**Enunciado a**
Pode devolver sem nenhuma alteração tudo o que vai da linha que contém "Target: double hung window" até a última das linhas que vêm depois do trecho da fonte, incluindo as duas pontas?

**Trecho da fonte**
══════════════════════════════
No dia 6 de fevereiro, um domingo, o descanso de milhares de trabalhadores do complexo de favelas do São Carlos, na zona Norte da capital fluminense, foi interrompido por uma mega-operação policial apoiada pelas forças armadas. Mas essa não foi a única semelhança entre a ocupação do Complexo do Alemão, em novembro último, e essa nova etapa da militarização. No Complexo de São Carlos — composto pelos morros do Fallet, Fogueteiro, São Carlos, Mineira, Coroa, Zinco, Querosene, Prazeres e Escondidinho — a exemplo do Alemão, nossa equipe de reportagem ouviu relatos de moradores que foram saqueados, agredidos e ameaçados por policiais civis e militares.
Enquanto a polícia federal investiga as inúmeras denúncias do esbulho levado a cabo pelas tropas de repressão do velho Estado no Complexo do Alemão, como denunciou AND, policiais de várias delegacias e batalhões, com o apoio de blindados da marinha, invadiram as nove favelas do Complexo de São Carlos, na zona Norte do Rio, ao lado do Centro da cidade, para a instalação da 15ª Unidade de Polícia Pacificadora.
══════════════════════════════
**Dados extraídos**
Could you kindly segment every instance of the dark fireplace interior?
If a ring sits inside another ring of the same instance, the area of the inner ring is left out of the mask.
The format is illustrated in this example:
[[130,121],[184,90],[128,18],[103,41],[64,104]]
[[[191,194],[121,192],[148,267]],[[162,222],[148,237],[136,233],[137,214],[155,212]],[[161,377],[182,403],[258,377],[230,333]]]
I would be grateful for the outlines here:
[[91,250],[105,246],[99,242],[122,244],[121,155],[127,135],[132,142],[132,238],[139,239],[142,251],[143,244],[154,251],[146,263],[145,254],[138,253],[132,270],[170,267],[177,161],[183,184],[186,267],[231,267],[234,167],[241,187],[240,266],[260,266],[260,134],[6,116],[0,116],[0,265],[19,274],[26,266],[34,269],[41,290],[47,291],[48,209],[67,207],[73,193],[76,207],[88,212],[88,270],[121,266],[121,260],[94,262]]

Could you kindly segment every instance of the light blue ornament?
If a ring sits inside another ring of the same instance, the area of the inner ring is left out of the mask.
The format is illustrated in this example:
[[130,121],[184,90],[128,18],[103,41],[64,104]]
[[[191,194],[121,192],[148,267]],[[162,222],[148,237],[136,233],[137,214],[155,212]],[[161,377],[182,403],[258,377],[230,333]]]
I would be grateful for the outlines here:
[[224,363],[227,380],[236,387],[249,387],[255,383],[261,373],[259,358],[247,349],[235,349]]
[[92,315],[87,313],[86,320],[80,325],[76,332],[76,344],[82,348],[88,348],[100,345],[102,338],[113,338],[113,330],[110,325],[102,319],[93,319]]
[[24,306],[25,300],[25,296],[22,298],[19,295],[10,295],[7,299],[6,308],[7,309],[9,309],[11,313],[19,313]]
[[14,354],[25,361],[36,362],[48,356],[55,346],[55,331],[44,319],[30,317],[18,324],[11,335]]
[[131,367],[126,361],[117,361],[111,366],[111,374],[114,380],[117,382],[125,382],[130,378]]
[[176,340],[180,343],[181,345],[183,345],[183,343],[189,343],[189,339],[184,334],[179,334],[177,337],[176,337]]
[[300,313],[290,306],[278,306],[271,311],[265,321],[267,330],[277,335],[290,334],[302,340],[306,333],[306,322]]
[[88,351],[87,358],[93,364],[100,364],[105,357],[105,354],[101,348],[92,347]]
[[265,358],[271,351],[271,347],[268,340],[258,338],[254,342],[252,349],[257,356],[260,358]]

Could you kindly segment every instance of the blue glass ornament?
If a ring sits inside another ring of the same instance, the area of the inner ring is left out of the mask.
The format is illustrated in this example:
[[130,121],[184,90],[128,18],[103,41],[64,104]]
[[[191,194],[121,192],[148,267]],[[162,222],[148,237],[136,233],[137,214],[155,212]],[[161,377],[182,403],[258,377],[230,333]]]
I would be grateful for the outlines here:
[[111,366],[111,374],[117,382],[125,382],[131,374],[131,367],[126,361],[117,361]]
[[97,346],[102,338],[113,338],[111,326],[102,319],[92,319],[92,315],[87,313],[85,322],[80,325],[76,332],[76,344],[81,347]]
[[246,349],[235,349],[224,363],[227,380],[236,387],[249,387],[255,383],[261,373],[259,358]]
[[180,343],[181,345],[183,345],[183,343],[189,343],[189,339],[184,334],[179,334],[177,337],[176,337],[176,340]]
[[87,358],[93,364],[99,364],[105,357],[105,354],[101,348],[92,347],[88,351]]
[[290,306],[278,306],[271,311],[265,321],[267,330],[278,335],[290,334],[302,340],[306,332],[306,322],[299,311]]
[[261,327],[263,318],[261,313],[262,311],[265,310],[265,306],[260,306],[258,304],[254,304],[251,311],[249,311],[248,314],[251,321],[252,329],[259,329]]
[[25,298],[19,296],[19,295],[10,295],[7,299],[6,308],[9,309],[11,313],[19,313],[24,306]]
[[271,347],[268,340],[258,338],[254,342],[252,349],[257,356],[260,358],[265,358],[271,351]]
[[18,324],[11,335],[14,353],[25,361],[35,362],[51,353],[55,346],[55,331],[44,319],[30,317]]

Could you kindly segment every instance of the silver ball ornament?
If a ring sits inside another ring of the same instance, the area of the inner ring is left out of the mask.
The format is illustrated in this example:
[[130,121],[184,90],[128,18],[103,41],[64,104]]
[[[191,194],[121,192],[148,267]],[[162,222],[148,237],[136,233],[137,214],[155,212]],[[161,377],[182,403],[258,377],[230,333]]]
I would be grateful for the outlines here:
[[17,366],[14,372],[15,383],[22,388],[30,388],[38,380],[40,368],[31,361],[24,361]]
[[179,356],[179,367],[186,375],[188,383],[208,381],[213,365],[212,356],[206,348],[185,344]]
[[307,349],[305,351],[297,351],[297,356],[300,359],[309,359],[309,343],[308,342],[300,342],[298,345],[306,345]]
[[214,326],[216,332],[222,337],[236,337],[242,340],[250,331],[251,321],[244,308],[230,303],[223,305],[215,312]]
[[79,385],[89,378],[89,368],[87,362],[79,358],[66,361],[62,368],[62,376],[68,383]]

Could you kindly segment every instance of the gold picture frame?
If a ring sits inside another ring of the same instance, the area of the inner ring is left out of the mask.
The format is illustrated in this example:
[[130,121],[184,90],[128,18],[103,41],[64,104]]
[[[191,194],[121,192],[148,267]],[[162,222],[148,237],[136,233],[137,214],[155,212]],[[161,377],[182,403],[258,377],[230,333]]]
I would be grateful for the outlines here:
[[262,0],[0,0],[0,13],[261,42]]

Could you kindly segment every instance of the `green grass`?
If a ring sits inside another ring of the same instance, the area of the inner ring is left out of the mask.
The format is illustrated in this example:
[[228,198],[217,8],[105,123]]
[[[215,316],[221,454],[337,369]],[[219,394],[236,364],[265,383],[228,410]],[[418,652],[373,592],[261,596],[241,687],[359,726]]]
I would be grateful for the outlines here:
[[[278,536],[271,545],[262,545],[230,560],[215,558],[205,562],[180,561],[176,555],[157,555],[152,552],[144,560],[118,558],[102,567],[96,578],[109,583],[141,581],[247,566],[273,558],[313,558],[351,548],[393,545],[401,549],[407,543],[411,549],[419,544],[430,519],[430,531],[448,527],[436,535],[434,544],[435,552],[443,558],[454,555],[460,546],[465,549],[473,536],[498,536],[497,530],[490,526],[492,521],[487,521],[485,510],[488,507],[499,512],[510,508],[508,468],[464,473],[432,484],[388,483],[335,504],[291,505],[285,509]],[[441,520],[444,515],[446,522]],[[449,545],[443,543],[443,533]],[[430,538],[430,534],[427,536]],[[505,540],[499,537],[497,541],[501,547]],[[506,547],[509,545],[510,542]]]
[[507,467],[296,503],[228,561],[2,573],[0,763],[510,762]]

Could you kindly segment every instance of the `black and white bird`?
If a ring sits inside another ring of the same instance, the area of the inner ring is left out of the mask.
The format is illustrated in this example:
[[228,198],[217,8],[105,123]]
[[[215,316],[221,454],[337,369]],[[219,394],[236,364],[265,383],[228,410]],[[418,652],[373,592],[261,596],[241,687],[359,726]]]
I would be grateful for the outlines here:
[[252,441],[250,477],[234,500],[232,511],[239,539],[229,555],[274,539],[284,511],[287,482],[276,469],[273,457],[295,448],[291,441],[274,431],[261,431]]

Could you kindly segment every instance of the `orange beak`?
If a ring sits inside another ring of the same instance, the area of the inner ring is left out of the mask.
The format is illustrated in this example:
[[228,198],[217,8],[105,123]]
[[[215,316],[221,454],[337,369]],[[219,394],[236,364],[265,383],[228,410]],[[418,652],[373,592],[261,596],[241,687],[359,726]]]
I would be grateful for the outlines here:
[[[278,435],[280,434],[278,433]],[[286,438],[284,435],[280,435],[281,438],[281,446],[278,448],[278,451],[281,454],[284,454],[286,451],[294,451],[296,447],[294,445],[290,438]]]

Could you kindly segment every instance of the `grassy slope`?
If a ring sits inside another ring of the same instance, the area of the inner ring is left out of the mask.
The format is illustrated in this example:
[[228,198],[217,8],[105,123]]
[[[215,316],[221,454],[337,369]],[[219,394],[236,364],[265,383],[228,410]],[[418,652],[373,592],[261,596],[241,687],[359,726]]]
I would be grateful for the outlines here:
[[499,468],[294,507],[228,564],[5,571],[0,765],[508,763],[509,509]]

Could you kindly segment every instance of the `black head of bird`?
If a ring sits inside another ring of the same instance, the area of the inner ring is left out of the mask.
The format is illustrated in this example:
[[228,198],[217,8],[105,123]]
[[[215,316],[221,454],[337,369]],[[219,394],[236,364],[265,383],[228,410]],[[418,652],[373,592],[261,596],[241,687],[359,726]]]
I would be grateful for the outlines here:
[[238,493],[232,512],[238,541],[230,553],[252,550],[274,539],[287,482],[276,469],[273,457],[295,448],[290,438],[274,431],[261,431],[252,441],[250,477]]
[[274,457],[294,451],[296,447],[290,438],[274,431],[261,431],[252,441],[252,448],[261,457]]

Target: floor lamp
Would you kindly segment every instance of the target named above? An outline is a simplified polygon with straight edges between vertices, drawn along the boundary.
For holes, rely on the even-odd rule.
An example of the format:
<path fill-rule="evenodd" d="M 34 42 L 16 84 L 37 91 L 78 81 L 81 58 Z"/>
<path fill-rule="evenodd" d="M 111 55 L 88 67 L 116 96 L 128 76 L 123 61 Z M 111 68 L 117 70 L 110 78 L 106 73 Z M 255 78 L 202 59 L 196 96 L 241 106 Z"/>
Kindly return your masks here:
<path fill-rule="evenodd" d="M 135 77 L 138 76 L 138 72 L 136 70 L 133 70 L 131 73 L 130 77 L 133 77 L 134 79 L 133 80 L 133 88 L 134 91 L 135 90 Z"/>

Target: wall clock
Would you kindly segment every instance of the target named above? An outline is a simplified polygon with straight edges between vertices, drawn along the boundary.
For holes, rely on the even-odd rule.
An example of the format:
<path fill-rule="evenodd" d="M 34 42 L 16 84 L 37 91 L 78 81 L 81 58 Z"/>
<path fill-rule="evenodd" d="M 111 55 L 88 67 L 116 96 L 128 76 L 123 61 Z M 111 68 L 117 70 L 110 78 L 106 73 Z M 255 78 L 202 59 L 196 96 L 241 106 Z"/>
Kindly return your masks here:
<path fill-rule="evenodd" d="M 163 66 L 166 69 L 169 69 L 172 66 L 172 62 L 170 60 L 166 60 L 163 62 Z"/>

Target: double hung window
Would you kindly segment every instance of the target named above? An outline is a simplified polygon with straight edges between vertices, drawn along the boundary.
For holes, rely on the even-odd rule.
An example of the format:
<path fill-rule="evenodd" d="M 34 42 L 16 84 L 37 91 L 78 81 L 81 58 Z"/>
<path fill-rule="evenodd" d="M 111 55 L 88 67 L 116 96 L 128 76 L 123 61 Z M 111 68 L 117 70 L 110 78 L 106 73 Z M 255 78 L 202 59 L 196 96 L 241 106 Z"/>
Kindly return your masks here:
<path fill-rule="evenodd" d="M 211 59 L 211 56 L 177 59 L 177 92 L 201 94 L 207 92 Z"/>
══════════════════════════════
**Enunciado b**
Como fica em inglês esta frase do trecho da fonte: "Mas essa não foi a única semelhança entre a ocupação do Complexo do Alemão, em novembro último, e essa nova etapa da militarização."?

**Solução a**
Target: double hung window
Would you kindly segment every instance of the target named above? An outline is a simplified polygon with straight edges between vertices, drawn along the boundary.
For holes, rely on the even-odd rule.
An example of the format:
<path fill-rule="evenodd" d="M 34 42 L 16 84 L 37 91 L 78 81 L 81 58 Z"/>
<path fill-rule="evenodd" d="M 111 55 L 88 67 L 116 96 L 128 76 L 123 61 Z M 111 68 L 117 70 L 110 78 L 106 73 Z M 255 78 L 202 59 L 196 96 L 241 106 Z"/>
Kindly return your masks here:
<path fill-rule="evenodd" d="M 211 59 L 211 56 L 177 59 L 177 92 L 201 94 L 207 92 Z"/>

**Solução b**
But this was not the only similarity between the occupation of the Complexo do Alemão last November and this new stage of militarization.